Requirement.
Please recast the entries as a Markdown table with the columns Row and Line, starting at the line that contains "Spot the calm" and continuing through the final line of the entries. Number each row and leave out blank lines.

Data records.

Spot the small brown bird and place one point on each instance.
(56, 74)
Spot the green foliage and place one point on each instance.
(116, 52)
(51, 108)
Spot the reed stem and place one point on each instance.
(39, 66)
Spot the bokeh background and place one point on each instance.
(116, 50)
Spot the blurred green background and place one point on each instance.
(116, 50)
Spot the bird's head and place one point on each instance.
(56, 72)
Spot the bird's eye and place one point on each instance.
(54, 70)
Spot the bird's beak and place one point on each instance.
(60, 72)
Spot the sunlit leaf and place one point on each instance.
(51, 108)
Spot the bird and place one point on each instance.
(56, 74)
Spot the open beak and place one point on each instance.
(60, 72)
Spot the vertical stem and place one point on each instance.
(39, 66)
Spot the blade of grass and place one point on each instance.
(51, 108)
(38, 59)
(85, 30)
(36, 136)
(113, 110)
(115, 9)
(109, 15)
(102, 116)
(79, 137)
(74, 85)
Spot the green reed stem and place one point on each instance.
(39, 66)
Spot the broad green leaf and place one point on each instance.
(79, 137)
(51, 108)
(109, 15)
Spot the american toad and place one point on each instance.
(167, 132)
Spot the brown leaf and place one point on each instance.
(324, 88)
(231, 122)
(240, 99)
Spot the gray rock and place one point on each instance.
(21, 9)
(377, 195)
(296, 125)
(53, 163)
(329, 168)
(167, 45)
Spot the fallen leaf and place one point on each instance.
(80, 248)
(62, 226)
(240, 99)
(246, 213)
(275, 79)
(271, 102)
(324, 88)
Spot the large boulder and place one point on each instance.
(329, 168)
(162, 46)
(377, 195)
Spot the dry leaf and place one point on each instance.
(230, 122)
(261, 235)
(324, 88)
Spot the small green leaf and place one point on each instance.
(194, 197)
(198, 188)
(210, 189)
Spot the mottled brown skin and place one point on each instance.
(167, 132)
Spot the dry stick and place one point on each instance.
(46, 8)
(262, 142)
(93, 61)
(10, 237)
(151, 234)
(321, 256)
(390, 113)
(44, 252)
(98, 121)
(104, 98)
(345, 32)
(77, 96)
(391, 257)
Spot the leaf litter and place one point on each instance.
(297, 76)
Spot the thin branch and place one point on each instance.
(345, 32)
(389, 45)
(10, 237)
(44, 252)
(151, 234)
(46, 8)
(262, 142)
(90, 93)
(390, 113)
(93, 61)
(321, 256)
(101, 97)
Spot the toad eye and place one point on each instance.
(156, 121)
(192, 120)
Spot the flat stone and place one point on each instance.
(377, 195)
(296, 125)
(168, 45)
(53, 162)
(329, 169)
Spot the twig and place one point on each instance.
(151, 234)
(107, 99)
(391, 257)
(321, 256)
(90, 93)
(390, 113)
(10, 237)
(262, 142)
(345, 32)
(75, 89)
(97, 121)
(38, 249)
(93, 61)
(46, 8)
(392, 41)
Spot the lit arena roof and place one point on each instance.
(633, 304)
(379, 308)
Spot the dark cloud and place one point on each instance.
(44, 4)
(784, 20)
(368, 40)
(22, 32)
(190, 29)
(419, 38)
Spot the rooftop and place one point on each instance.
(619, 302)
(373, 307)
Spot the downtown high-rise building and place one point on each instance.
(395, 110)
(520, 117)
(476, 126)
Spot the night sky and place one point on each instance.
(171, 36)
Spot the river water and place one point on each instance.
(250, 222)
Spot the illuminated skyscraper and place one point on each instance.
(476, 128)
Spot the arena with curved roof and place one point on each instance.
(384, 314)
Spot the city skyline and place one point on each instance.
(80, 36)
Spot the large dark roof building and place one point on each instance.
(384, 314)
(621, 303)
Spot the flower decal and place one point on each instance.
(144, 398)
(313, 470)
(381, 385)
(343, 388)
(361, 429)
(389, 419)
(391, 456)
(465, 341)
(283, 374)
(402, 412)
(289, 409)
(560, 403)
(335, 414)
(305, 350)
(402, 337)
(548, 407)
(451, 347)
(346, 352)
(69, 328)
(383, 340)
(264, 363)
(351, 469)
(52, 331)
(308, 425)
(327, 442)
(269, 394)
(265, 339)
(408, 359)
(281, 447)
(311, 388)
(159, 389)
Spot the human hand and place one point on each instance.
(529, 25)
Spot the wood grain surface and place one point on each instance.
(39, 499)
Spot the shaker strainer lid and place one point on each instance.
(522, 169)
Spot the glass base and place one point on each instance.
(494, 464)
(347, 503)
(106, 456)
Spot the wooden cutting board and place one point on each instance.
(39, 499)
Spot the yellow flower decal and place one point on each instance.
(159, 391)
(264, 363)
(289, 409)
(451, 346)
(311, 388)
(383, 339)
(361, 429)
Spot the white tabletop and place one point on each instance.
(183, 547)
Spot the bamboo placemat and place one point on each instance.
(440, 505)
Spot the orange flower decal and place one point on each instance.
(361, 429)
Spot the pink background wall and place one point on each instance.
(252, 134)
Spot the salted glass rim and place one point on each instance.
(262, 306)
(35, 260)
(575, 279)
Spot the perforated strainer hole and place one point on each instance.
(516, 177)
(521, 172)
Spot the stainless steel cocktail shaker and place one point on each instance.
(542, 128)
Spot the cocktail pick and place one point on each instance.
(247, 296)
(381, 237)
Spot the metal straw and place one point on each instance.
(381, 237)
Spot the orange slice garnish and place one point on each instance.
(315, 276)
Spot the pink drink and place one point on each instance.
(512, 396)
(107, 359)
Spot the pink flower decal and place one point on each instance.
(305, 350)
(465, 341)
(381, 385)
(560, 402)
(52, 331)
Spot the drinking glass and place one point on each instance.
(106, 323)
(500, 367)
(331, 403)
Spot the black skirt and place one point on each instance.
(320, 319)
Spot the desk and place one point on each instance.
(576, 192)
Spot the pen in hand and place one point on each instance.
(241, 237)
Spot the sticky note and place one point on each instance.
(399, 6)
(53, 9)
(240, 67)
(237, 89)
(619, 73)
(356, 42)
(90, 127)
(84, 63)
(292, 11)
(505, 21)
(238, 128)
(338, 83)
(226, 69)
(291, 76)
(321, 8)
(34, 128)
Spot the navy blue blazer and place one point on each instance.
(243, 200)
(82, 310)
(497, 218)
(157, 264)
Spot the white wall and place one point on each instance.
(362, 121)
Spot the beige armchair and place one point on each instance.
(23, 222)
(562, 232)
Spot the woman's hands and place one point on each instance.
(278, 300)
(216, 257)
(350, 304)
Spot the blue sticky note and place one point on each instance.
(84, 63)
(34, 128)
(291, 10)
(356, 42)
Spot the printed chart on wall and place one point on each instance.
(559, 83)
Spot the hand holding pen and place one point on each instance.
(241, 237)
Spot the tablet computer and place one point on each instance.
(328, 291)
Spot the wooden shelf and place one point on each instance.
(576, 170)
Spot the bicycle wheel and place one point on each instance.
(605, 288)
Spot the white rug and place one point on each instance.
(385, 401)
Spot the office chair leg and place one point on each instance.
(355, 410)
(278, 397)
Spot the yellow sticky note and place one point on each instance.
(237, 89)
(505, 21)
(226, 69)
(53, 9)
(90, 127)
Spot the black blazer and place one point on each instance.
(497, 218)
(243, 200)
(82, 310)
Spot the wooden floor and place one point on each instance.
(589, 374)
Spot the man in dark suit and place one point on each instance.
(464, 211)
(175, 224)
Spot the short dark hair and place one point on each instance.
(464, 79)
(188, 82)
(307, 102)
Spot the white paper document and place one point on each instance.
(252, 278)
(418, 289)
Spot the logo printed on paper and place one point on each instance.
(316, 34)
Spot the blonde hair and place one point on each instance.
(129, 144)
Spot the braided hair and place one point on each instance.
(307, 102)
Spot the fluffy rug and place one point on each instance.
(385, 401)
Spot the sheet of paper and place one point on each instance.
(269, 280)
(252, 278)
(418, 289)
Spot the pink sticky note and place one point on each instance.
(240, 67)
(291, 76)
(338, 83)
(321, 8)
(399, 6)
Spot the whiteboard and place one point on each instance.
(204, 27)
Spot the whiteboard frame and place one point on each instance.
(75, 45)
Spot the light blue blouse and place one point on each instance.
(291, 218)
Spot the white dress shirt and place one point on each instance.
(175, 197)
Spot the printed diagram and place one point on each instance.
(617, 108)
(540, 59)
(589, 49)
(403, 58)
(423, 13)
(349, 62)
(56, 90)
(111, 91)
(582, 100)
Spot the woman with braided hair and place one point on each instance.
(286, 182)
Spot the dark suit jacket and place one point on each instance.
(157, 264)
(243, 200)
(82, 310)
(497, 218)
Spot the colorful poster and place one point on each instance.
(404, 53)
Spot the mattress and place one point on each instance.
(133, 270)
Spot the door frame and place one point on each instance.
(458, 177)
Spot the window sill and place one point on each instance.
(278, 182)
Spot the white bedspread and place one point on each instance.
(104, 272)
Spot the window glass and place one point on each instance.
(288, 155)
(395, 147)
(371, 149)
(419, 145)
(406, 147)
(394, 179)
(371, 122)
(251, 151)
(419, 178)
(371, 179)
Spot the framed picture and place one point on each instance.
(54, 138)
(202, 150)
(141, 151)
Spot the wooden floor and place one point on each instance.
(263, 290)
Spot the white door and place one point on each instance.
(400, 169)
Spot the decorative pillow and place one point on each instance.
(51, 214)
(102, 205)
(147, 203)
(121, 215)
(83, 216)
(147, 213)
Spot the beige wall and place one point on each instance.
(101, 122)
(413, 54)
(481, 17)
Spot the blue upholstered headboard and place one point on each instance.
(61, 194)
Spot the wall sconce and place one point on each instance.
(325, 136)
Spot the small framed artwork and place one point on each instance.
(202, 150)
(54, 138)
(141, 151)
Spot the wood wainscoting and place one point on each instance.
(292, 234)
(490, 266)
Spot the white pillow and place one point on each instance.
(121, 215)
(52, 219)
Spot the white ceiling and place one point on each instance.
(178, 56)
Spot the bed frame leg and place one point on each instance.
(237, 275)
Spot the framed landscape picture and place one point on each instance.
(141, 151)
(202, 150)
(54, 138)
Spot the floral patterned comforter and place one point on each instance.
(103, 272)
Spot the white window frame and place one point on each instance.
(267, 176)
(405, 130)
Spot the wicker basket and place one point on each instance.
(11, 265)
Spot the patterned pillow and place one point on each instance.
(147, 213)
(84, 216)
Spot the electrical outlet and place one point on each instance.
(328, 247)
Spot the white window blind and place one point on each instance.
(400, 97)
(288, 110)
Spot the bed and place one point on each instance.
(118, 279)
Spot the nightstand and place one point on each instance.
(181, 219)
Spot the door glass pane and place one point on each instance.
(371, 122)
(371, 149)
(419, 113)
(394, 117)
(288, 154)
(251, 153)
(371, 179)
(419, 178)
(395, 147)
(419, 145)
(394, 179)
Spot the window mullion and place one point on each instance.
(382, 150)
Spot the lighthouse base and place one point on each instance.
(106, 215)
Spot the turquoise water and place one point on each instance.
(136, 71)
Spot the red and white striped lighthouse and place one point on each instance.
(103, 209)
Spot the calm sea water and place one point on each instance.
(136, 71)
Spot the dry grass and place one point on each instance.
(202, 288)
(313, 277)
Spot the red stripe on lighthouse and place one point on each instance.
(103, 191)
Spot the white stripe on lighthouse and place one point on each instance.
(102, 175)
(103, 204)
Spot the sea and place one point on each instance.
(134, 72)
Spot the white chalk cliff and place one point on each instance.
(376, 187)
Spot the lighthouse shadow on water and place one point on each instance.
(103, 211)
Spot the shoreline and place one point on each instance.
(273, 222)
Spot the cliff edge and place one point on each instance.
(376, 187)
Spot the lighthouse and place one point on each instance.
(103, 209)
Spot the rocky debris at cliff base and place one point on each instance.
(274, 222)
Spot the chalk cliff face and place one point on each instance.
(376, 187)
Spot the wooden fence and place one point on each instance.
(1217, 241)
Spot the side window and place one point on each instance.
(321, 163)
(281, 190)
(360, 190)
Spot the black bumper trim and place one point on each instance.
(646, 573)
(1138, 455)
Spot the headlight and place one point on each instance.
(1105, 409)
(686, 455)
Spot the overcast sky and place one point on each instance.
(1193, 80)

Answer below.
| Row | Line |
|---|---|
| 1 | Spot the calm sea water and place one point on each instance. |
| 2 | (136, 71) |
| 3 | Spot the dry grass and place one point on each instance. |
| 4 | (202, 288) |
| 5 | (313, 277) |
| 6 | Spot the red stripe on lighthouse and place one point on each instance. |
| 7 | (103, 191) |
| 8 | Spot the white stripe on lighthouse and place one point on each instance. |
| 9 | (102, 175) |
| 10 | (103, 204) |
| 11 | Spot the sea and place one point on each instance. |
| 12 | (134, 72) |
| 13 | Spot the white chalk cliff and place one point on each instance. |
| 14 | (376, 187) |
| 15 | Spot the lighthouse shadow on water and place one point on each instance. |
| 16 | (103, 211) |
| 17 | Spot the shoreline and place one point on each instance. |
| 18 | (273, 222) |
| 19 | Spot the cliff edge and place one point on each instance. |
| 20 | (376, 187) |
| 21 | Spot the lighthouse and place one point on each instance. |
| 22 | (103, 209) |
| 23 | Spot the rocky debris at cliff base and place one point on each instance. |
| 24 | (274, 222) |
| 25 | Spot the chalk cliff face and place one point on each instance. |
| 26 | (376, 187) |
| 27 | Spot the wooden fence and place one point on each instance. |
| 28 | (1217, 241) |
| 29 | Spot the side window and place one point on each instance. |
| 30 | (321, 163) |
| 31 | (281, 190) |
| 32 | (360, 190) |
| 33 | Spot the black bumper trim and place one point on each instance. |
| 34 | (646, 573) |
| 35 | (1138, 455) |
| 36 | Spot the headlight and place one point on each instance. |
| 37 | (1105, 409) |
| 38 | (686, 455) |
| 39 | Spot the overcast sky and place one point on each instance. |
| 40 | (1193, 80) |